=== About this task ===
Scan the entries below for the word "positive" and copy every line where it turns up.

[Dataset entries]
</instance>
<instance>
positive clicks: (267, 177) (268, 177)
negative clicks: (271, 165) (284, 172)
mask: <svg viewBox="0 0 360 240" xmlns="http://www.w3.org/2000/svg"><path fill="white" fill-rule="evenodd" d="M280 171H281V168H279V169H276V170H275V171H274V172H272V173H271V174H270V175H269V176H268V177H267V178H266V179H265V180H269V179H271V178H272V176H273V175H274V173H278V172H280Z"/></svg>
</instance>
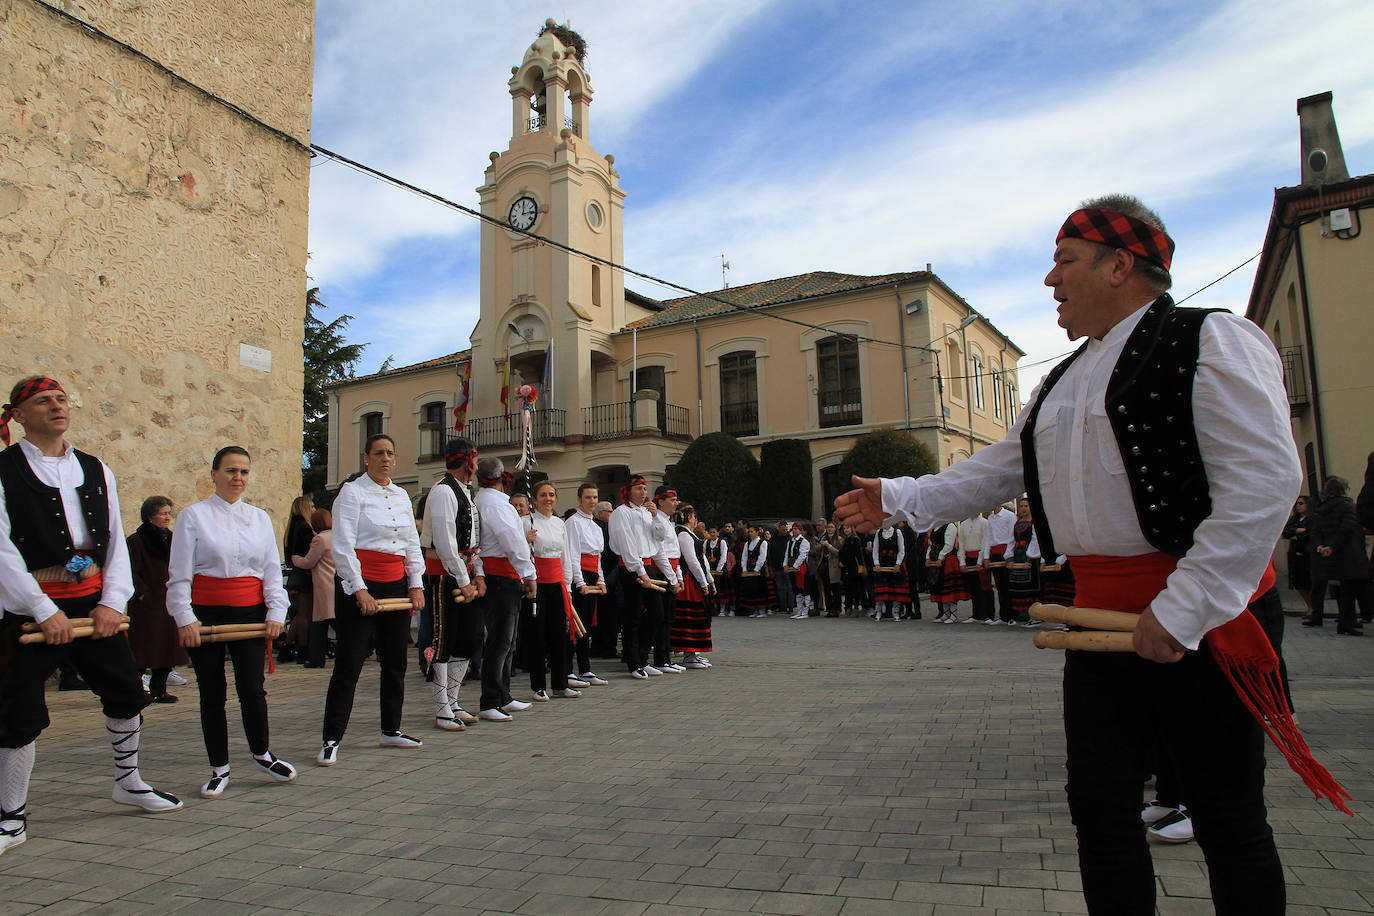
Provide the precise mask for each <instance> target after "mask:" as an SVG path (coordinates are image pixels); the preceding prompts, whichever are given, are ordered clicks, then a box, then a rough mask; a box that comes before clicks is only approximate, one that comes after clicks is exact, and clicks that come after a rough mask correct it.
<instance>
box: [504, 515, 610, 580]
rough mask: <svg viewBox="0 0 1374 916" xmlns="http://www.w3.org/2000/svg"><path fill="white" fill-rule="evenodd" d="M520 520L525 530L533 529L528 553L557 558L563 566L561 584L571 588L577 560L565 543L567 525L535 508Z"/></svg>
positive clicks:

=== Exercise result ===
positive clicks: (267, 177) (268, 177)
positive clicks:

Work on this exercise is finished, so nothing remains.